_Text passage_

So you'd have to do a little bit of home work up front. 

Supposed you have to pull some data from 30K rows out of 10 Mil?
If they are in sort order, you could determine the regions and then think about 
doing a couple of scans in parallel. 

But that may be more work than just doing the set of gets. 

It would be interesting to benchmark the performance.... 

I wonder if a coprocessor could help speed this up?  
I mean use the cp to do all the gets per region rather than a full region scan 
and then filter against the list for that region. 

Again this would be for a very specific type of query.... 


On Feb 18, 2013, at 5:07 AM, ramkrishna vasudevan 
<ramkrishna.s.vasude...@gmail.com> wrote:

> If the scan is happening on the same region then going for Scan would be a
> better option.
> 
> Regards
> RAm
> 
> On Mon, Feb 18, 2013 at 4:26 PM, Nicolas Liochon <nkey...@gmail.com> wrote:
> 
>> i) Yes, or, at least, of often yes.
>> II) You're right. It's difficult to guess how much it would improve the
>> performances (there is a lot of caching effect), but using a single scan
>> could be an interesting optimisation imho.

_Action item_
Quote the email thread above about gets and scans word for word, between "Supposed you have" and "speed this up?", inclusive.

_Data supplied_

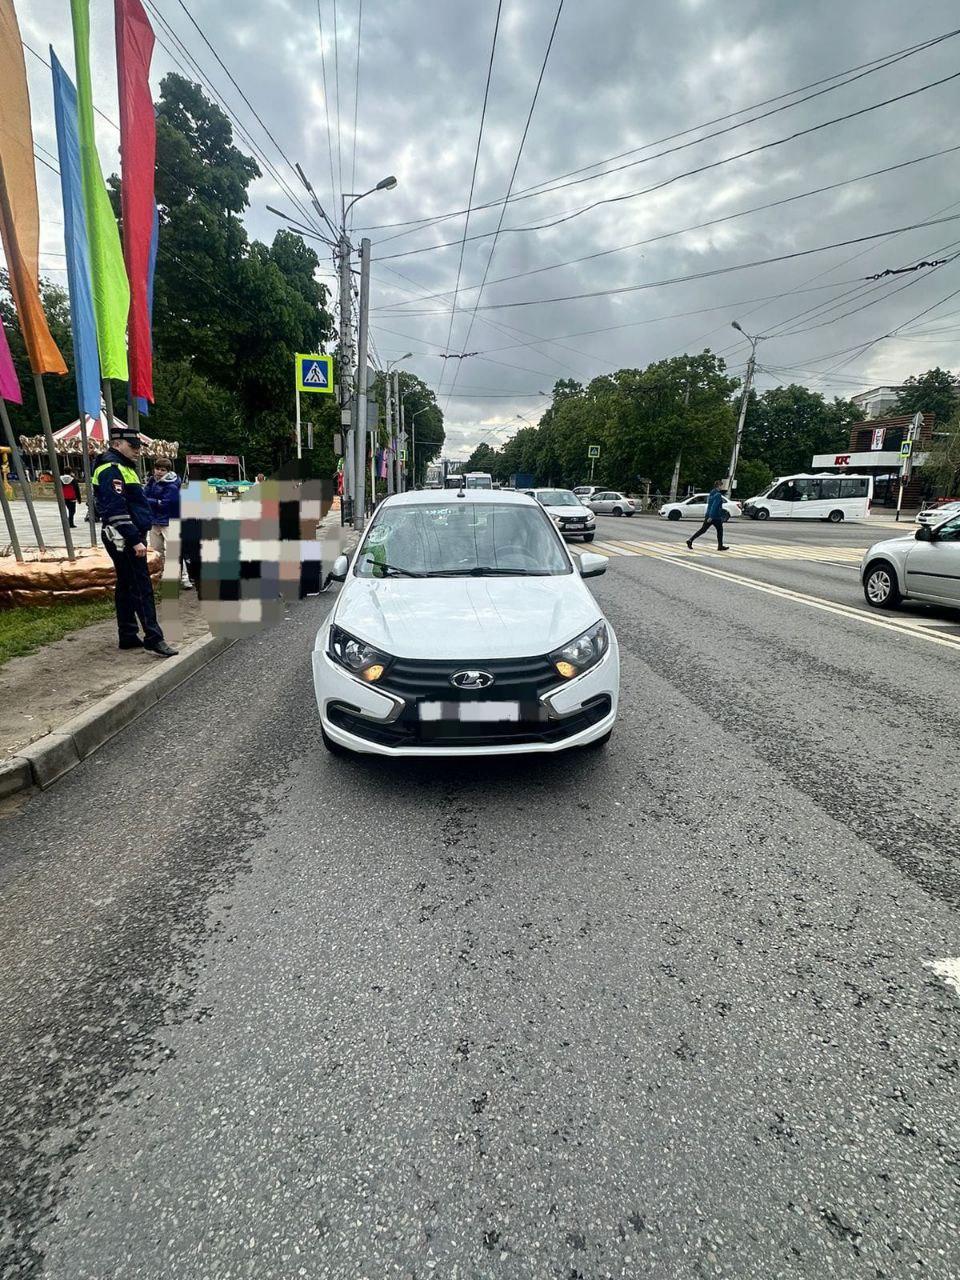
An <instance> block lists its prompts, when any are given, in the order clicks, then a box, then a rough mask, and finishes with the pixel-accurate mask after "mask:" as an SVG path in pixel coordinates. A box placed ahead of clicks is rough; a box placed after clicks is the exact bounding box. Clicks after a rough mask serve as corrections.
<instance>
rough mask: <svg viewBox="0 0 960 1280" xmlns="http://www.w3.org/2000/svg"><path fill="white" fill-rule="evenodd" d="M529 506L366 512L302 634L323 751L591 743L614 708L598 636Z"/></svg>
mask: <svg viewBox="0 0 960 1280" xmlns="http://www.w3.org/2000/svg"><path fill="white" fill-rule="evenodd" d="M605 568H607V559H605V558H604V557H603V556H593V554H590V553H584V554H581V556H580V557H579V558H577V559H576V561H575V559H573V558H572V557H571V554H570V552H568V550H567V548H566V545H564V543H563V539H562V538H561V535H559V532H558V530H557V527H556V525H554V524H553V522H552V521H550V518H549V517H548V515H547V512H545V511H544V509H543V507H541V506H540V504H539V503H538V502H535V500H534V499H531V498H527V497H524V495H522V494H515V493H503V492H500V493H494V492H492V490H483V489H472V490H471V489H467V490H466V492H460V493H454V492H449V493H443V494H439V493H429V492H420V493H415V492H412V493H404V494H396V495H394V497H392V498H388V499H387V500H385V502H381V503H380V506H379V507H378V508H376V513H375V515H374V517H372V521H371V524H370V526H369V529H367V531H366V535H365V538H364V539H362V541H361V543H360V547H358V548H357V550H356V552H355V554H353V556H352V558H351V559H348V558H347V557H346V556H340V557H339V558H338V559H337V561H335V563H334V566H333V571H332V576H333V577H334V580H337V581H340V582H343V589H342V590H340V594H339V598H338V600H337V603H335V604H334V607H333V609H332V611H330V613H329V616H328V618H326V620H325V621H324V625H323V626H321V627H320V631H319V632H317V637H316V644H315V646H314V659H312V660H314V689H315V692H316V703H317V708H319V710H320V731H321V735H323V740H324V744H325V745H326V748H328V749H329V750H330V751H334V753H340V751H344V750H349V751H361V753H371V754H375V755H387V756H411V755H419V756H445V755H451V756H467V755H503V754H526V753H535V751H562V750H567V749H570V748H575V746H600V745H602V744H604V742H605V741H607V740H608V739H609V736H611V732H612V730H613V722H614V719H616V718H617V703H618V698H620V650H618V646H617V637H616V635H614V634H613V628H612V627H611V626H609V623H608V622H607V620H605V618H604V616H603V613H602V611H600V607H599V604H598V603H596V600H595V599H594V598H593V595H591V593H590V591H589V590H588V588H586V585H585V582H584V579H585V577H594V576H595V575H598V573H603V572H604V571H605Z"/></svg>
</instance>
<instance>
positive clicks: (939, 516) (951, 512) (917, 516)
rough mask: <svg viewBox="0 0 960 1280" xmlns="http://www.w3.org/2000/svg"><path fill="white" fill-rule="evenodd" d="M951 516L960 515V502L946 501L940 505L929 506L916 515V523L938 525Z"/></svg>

_Output for this task_
Supposed you have to pull some data from 30K rows out of 10 Mil?
If they are in sort order, you could determine the regions and then think about 
doing a couple of scans in parallel. 

But that may be more work than just doing the set of gets. 

It would be interesting to benchmark the performance.... 

I wonder if a coprocessor could help speed this up?